**Fragment**

ECLI:NL:RBAMS:2017:3901

Rechtbank Amsterdam

Datum uitspraak
24 mei 2017
Publicatiedatum
2 juni 2017
Zaaknummer
KG ZA 17-435
Instantie
Rechtbank Amsterdam
Type
Uitspraak
Rechtsgebied
Civiel recht
Procedures
  • Eerste aanleg - enkelvoudig
Vindplaatsen
  • Rechtspraak.nl
AI samenvatting door LexboostAutomatisch gegenereerd

Vordering van uitgeprocedeerde asielzoekers tot verbod op ontruiming door de Staat

In deze zaak vorderden twee uitgeprocedeerde asielzoekers, eisers, dat de Staat hen tot en met 3 juli 2017 zou verbieden om het pand aan de [straat] ontruimen. De eisers, die deel uitmaken van een groep krakers, stelden dat hun huisrecht op grond van artikel 8 EVRM zwaarder weegt dan de belangen van de Staat bij ontruiming. De voorzieningenrechter diende te toetsen of de proportionaliteitstoets in dit geval doorstaan kon worden. De eisers hadden het pand gekraakt, dat eigendom was van Woningstichting Rochdale en eerder was verhuurd aan Stichting Amsta. De Staat had aangekondigd het pand te willen ontruimen op basis van huisvredebreuk. Tijdens de zitting werd duidelijk dat de eisers tot een kwetsbare groep behoren en dat er onvoldoende alternatieve opvang beschikbaar was. De voorzieningenrechter oordeelde dat het belang van de Staat bij ontruiming vóór 3 juli 2017 niet opwoog tegen het huisrecht van de eisers. De vordering van de eisers werd toegewezen, en de Staat werd veroordeeld in de proceskosten.

Uitspraak

vonnis

RECHTBANK AMSTERDAM

Afdeling privaatrecht, voorzieningenrechter civiel
zaaknummer / rolnummer: C/13/627347 / KG ZA 17-435 MvdV/BB
Vonnis in kort geding van 24 mei 2017
in de zaak van

1.[eiser sub 1] ,

2.
[eiser sub 2],
beiden wonende te [plaats] ,
eisers bij dagvaarding van 18 april 2017,
advocaat mr. R.K. Uppal te Amsterdam,
tegen
DE STAAT DER NEDERLANDEN (Ministerie van Veiligheid & Justitie),
zetelende te ‘s-Gravenhage,
gedaagde,
advocaat mr. B.B.M. Vroegindewey te ‘s-Gravenhage.

1.De procedure

Ter terechtzitting van 10 mei 2017 hebben eisers gesteld en gevorderd overeenkomstig de in kopie aan dit vonnis gehechte dagvaarding, met dien verstande dat zij hun vordering hebben verminderd zoals hierna onder 3.1 staat weergegeven. Gedaagde, hierna te noemen de Staat, heeft verweer gevoerd met conclusie tot weigering van de gevraagde voorziening. Beide partijen hebben producties en een pleitnota in het geding gebracht. Tevens heeft [naam 1] , hulpverlener, ter zitting een verklaring voorgedragen over de situatie van eisers (en de overige in het pand aan de [straat] verblijvende personen).

**Opdracht 1**
Op welke datum vond volgens het vonnis over de ontruiming van het gekraakte pand de terechtzitting plaats?
**Opdracht 2**
Vervang in het vonnis over de ontruiming van het gekraakte pand "advocaat" door "raadsman" en geef het deel dat begint bij "1.[eiser sub 1]" en eindigt bij "Vroegindewey te ‘s-Gravenhage." zo opnieuw weer.
**Opdracht 3**
Zet het vonnis over de ontruiming van het gekraakte pand voort na de laatste zin die ervan te zien is.

**Opgeslagen gegevens**
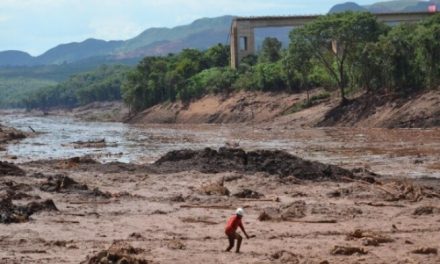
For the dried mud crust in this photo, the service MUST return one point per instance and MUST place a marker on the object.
(62, 183)
(7, 168)
(229, 159)
(122, 253)
(11, 213)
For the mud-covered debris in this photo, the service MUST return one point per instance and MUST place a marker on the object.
(16, 135)
(286, 212)
(227, 159)
(369, 238)
(118, 253)
(264, 216)
(82, 160)
(176, 244)
(136, 236)
(177, 198)
(98, 143)
(403, 190)
(199, 219)
(62, 183)
(11, 213)
(247, 193)
(339, 193)
(425, 251)
(426, 210)
(284, 256)
(214, 188)
(11, 185)
(296, 209)
(347, 251)
(235, 177)
(7, 168)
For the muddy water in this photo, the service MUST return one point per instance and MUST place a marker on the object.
(399, 152)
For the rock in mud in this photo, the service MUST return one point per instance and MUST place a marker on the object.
(11, 213)
(7, 168)
(425, 251)
(62, 183)
(176, 244)
(118, 253)
(216, 188)
(285, 212)
(347, 251)
(247, 193)
(369, 238)
(284, 256)
(426, 210)
(227, 159)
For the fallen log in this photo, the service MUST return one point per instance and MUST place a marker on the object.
(330, 221)
(378, 204)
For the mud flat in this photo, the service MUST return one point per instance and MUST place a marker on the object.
(174, 211)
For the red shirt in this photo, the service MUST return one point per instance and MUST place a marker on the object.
(233, 223)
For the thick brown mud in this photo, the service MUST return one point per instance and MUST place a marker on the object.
(175, 210)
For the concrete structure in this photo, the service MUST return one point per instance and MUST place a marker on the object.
(243, 38)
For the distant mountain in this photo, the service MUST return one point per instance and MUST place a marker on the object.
(201, 34)
(67, 53)
(349, 6)
(221, 25)
(15, 57)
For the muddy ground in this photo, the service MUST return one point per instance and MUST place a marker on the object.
(174, 211)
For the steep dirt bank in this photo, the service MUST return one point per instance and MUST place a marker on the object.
(97, 111)
(281, 109)
(236, 108)
(420, 110)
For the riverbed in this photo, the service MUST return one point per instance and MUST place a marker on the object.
(401, 152)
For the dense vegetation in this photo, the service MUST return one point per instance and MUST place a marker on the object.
(345, 51)
(14, 90)
(102, 84)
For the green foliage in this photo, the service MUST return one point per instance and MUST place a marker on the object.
(270, 51)
(335, 40)
(315, 99)
(270, 77)
(14, 90)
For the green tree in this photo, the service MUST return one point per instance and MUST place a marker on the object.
(335, 39)
(270, 50)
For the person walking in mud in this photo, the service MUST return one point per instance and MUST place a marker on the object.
(231, 230)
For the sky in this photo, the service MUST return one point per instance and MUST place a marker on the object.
(34, 26)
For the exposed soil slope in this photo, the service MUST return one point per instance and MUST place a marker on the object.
(236, 108)
(421, 110)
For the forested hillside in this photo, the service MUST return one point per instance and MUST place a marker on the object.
(369, 56)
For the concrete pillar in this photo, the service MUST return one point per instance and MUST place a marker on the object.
(242, 42)
(234, 45)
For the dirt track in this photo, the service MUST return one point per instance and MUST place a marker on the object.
(178, 217)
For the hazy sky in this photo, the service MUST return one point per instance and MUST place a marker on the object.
(35, 26)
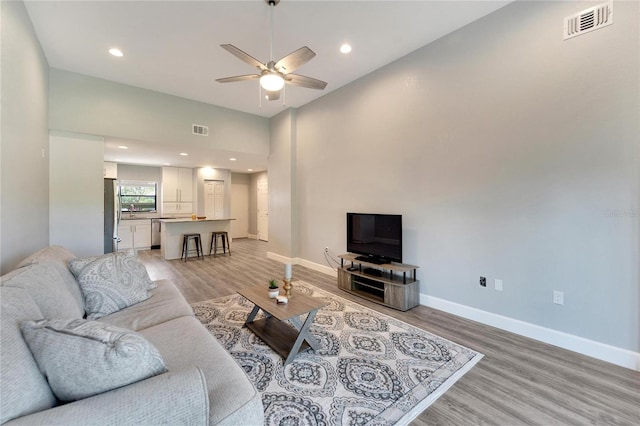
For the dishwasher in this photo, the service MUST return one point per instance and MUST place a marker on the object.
(155, 233)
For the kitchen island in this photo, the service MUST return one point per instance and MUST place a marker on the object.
(172, 230)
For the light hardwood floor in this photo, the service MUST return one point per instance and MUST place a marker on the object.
(518, 382)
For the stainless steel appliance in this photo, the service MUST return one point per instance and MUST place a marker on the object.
(111, 215)
(155, 233)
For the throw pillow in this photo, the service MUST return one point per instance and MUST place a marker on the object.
(110, 282)
(82, 358)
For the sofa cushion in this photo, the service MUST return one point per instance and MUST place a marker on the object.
(48, 285)
(184, 342)
(23, 388)
(166, 303)
(110, 282)
(82, 358)
(48, 253)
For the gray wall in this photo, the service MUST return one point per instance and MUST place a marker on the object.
(24, 170)
(282, 213)
(511, 154)
(253, 202)
(83, 104)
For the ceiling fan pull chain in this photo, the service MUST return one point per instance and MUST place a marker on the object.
(272, 5)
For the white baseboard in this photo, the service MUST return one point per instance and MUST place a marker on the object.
(602, 351)
(618, 356)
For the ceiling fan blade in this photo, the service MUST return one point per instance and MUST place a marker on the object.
(273, 96)
(238, 78)
(243, 56)
(304, 81)
(295, 60)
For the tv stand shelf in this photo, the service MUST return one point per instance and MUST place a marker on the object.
(389, 284)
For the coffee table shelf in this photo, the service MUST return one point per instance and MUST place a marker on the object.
(279, 335)
(283, 338)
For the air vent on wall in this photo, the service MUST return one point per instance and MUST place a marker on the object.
(200, 130)
(588, 20)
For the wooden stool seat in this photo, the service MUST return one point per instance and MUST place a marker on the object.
(213, 247)
(185, 246)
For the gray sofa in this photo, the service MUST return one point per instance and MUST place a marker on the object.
(202, 383)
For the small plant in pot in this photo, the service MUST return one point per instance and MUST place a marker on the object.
(273, 289)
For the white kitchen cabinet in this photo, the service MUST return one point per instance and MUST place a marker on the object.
(134, 234)
(177, 185)
(177, 208)
(110, 170)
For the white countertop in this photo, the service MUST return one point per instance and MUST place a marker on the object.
(188, 219)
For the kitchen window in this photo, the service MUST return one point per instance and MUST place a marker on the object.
(138, 196)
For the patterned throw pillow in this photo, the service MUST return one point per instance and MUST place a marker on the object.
(82, 358)
(110, 282)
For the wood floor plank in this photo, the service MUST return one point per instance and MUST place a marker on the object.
(520, 381)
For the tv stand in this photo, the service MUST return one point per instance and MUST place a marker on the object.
(389, 284)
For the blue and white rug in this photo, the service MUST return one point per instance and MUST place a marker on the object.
(372, 369)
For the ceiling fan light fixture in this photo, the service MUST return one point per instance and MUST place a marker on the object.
(272, 82)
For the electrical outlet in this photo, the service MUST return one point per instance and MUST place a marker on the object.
(558, 297)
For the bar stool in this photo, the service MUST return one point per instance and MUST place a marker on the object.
(213, 247)
(185, 246)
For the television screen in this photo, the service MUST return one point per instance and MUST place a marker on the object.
(377, 237)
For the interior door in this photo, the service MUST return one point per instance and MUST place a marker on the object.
(263, 210)
(214, 199)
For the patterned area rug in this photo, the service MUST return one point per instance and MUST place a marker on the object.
(372, 369)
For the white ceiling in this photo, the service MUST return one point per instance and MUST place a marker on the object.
(174, 47)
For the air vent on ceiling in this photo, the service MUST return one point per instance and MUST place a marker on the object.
(588, 20)
(198, 129)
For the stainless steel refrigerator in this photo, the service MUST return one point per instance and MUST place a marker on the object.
(111, 215)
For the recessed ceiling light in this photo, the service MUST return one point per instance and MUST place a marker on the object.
(116, 52)
(345, 48)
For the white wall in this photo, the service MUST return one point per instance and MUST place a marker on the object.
(90, 105)
(282, 211)
(76, 193)
(510, 153)
(24, 149)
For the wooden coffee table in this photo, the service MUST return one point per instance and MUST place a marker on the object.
(287, 341)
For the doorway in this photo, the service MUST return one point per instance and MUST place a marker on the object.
(214, 199)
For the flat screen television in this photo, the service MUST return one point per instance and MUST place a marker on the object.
(376, 237)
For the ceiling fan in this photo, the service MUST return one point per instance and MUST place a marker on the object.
(273, 75)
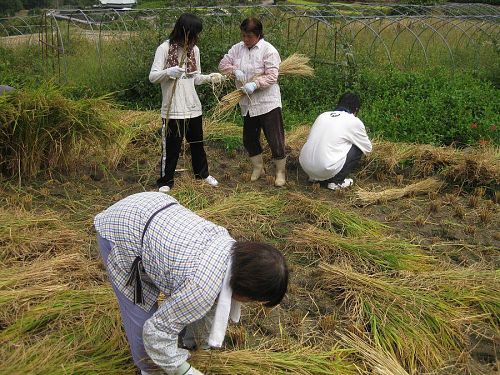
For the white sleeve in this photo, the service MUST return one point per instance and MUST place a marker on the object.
(158, 73)
(197, 332)
(359, 137)
(199, 79)
(160, 332)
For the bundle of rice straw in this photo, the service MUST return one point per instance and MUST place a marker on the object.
(294, 65)
(422, 187)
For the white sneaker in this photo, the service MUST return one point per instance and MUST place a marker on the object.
(346, 183)
(211, 181)
(164, 189)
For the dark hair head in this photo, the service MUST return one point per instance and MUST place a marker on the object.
(252, 25)
(259, 272)
(187, 26)
(349, 101)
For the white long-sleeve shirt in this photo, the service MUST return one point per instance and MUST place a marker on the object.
(185, 103)
(331, 137)
(261, 65)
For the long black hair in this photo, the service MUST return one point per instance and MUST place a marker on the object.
(259, 272)
(187, 26)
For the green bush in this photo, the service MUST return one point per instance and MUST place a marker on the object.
(430, 107)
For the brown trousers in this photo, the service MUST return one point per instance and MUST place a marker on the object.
(272, 124)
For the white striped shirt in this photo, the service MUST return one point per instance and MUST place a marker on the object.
(184, 256)
(261, 65)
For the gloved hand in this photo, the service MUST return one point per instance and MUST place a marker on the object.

**Eindantwoord 1**
10 mei 2017

**Eindantwoord 2**
1.[eiser sub 1] ,

2.
[eiser sub 2],
beiden wonende te [plaats] ,
eisers bij dagvaarding van 18 april 2017,
raadsman mr. R.K. Uppal te Amsterdam,
tegen
DE STAAT DER NEDERLANDEN (Ministerie van Veiligheid & Justitie),
zetelende te ‘s-Gravenhage,
gedaagde,
raadsman mr. B.B.M. Vroegindewey te ‘s-Gravenhage.

**Eindantwoord 3**
Na verder debat hebben partijen verzocht vonnis te wijzen.
Ter zitting waren aanwezig:
aan de zijde van eisers: eisers (eiser sub 1 vertegenwoordigd door [eiser sub 2] ) bijgestaan door [naam 2] , tolk in de Engelse taal, met mr. Uppal;
aan de zijde van de Staat: mr. Vroegindewey.

2.De feiten

2.1.
Eisers maken onderdeel uit van een groep uitgeprocedeerde asielzoekers met de naam ‘ [naam 3] ’, die in wisselende samenstelling eerder heeft verbleven in leegstaande panden in Amsterdam.
2.2.
Op 9/10 april 2017 hebben 20 uit Somalië afkomstige mannen van de onder 2.1 vermelde groep, waaronder eisers, het pand aan de [straat] (hierna het pand) gekraakt. Het pand is eigendom van Woningstichting Rochdale en sinds 2004 voor een periode van 20 jaar door Rochdale verhuurd aan Stichting Amsta, een zorginstelling voor tieners en jongvolwassenen met een verstandelijke beperking en een 24-uurs Wet Langdurige Zorg-indicatie. Begin maart 2017 heeft Amsta het pand verlaten. Tussen Rochdale en Amsta is de afspraak gemaakt dat Amsta het pand voor de resterende tijd van de huurovereenkomst zal onderverhuren.
2.3.
Op 10 april 2017 is namens Amsta bij de politie aangifte gedaan van huisvredebreuk.
2.4.
Op 11 april 2017 heeft de officier van justitie op grond van artikel 138 e.v. van het Wetboek van Strafrecht (Sr) de ontruiming van het pand aangekondigd.
2.5.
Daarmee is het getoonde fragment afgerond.